Exactly reproduce the line that contains "Point out every instance of the red bottle" and all lines after it in the entries below, through the very last line.
┌─ DATA FOR THIS EXERCISE
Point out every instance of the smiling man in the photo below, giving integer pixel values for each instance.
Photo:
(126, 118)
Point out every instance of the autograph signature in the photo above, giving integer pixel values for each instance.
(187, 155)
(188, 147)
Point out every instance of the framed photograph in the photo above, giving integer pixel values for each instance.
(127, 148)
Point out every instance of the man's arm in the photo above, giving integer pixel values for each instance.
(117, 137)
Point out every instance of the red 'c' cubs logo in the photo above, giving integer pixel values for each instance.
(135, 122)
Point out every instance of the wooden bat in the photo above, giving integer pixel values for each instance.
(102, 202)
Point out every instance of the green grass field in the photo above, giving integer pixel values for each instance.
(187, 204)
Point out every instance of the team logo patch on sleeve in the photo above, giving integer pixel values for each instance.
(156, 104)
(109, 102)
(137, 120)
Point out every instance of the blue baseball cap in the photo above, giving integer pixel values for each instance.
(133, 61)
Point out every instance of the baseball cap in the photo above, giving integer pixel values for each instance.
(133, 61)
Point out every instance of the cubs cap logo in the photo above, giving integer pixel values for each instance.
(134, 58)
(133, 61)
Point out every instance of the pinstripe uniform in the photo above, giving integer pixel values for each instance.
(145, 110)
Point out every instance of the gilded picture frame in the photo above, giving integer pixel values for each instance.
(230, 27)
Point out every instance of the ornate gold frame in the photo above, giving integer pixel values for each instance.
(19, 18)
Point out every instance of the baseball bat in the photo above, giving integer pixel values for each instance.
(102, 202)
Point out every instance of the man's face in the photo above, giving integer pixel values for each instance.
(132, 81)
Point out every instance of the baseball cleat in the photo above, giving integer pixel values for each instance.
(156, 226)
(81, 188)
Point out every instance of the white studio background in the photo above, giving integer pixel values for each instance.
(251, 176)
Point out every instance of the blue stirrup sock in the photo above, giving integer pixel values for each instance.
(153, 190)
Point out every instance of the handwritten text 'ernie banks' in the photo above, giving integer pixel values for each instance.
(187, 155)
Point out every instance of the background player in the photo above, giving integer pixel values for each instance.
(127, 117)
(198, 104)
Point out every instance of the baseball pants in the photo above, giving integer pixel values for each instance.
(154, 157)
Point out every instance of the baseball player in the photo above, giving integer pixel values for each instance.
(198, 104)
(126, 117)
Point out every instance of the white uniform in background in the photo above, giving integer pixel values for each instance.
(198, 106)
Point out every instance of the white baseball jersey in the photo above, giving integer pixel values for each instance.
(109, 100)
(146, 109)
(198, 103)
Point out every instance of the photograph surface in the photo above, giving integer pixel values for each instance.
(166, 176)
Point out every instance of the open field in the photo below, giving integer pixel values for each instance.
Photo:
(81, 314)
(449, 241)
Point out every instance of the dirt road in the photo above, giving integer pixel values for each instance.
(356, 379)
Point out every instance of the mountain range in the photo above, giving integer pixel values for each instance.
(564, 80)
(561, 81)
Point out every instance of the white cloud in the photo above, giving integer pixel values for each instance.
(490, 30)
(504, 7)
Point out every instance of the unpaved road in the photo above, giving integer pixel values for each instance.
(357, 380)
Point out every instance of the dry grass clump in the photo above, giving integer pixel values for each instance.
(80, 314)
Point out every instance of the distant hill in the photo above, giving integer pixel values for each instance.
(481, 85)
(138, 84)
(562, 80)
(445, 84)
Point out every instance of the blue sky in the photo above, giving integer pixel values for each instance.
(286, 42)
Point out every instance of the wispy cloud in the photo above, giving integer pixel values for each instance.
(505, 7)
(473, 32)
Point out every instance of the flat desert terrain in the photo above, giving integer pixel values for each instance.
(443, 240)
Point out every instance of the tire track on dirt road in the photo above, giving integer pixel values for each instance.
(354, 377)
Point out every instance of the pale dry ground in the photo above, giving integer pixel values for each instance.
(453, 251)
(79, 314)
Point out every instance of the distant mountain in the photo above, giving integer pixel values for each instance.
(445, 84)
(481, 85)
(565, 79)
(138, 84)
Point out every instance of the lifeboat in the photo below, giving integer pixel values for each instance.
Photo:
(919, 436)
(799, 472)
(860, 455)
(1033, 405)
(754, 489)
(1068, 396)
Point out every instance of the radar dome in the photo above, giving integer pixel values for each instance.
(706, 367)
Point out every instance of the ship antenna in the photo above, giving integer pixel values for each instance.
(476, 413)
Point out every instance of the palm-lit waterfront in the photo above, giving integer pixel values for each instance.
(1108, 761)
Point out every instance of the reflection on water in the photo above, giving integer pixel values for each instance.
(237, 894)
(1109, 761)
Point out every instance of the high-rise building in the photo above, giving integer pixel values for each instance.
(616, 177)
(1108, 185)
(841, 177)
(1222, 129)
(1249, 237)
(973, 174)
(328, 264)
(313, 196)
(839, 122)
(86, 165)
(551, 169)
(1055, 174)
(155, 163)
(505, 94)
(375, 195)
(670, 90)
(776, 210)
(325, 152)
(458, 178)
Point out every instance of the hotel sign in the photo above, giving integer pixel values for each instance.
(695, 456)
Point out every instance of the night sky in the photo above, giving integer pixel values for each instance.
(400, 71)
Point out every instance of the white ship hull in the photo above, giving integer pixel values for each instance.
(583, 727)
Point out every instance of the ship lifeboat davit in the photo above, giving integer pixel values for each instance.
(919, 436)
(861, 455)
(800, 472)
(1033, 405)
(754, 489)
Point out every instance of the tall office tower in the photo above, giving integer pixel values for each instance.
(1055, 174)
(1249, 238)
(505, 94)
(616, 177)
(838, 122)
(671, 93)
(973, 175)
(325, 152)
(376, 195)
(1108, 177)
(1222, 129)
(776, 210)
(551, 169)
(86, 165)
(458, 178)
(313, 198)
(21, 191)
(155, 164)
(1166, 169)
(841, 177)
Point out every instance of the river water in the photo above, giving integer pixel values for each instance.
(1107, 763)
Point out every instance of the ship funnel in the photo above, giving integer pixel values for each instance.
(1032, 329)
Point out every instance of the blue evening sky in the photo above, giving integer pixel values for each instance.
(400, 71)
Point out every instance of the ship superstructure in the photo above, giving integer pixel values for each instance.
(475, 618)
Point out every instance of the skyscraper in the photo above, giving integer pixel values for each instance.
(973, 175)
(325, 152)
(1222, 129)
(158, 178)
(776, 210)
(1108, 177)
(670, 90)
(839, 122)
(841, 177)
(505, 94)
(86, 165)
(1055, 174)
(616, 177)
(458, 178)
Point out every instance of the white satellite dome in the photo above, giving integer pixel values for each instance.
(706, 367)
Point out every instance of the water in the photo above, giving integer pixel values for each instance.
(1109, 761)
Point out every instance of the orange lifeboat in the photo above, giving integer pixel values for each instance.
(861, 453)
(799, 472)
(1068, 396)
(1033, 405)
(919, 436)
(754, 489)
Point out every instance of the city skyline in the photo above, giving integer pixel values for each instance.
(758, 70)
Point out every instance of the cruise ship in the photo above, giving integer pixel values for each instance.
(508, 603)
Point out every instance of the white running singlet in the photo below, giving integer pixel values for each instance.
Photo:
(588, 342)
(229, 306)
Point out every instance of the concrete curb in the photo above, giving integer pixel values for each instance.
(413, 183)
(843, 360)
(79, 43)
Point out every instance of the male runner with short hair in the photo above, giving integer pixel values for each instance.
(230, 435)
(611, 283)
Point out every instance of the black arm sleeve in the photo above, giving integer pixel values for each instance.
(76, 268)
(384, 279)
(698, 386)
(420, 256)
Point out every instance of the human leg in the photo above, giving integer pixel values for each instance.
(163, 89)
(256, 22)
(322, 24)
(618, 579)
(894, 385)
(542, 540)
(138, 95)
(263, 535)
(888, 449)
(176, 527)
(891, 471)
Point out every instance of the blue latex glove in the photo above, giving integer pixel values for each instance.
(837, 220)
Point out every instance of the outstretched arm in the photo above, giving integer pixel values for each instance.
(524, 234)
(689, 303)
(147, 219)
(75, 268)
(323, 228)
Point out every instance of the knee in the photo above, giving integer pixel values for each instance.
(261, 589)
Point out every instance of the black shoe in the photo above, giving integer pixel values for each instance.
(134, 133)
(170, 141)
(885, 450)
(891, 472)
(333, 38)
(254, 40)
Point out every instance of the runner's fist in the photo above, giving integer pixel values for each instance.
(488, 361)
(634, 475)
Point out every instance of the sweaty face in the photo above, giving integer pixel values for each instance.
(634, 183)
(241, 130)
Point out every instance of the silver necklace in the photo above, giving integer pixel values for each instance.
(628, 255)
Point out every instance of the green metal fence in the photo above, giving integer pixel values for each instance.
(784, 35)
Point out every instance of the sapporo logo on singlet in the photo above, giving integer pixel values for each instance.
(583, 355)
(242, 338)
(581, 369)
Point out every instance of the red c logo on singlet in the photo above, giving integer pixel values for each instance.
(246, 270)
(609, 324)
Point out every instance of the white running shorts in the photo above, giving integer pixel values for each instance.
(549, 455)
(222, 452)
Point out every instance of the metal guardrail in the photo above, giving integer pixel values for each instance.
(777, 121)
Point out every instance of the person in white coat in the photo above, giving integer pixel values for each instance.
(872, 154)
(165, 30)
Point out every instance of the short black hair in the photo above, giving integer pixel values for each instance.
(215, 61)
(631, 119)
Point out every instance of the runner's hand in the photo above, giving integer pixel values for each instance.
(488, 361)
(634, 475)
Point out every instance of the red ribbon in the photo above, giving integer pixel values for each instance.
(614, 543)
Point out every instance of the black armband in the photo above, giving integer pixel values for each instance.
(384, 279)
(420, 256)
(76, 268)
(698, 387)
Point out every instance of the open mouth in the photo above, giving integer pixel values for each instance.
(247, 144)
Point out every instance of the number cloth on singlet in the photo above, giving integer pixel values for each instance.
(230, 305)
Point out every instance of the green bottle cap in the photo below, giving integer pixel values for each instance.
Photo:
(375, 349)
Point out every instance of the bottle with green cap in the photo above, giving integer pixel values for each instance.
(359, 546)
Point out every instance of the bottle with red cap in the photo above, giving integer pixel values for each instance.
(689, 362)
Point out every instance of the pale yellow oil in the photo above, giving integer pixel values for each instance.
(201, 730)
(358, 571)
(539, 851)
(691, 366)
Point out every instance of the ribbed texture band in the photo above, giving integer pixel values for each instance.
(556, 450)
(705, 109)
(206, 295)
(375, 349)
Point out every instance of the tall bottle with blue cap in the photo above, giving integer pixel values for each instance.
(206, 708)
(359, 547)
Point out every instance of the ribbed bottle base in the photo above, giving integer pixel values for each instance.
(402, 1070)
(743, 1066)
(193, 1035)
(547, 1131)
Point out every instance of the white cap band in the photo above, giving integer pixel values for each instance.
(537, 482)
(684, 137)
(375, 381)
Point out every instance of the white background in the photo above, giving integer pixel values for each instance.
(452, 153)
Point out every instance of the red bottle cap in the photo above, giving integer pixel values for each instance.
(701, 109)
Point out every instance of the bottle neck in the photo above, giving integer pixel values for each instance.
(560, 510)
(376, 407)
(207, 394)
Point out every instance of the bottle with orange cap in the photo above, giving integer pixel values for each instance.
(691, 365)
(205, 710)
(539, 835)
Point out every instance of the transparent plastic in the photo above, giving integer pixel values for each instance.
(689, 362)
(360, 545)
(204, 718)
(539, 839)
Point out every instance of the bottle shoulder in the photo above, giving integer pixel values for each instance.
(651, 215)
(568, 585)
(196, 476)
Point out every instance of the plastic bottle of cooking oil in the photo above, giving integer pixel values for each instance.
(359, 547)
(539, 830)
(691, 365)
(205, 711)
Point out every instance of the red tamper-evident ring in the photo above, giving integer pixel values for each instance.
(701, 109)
└─
• _OUTPUT FOR THIS TASK_:
Point out every instance of the red bottle cap in the photo above, giving integer pixel values for each instance.
(701, 109)
Point out every instance of the bottle neck in the photo above, giving integer pixel values for each instance.
(560, 510)
(376, 407)
(207, 394)
Point out every instance of the bottle with orange cap in the photo above, giving integer pixel values for each instance.
(691, 365)
(205, 710)
(539, 835)
Point out every instance of the transparent plastic in the photo above, giving integer pixel values for each instance.
(689, 362)
(360, 545)
(204, 718)
(539, 839)
Point out every instance of the bottle shoulder in the photo above, giving integer pixel values for each instance.
(651, 215)
(568, 585)
(196, 476)
Point out every instance of the plastic bottle of cooking oil in the photo above, giving integer pixel values for each instance.
(359, 547)
(539, 830)
(691, 365)
(205, 711)
Point out every instance of the red tamper-evident ring in the photo above, giving integer pixel values for each instance.
(701, 109)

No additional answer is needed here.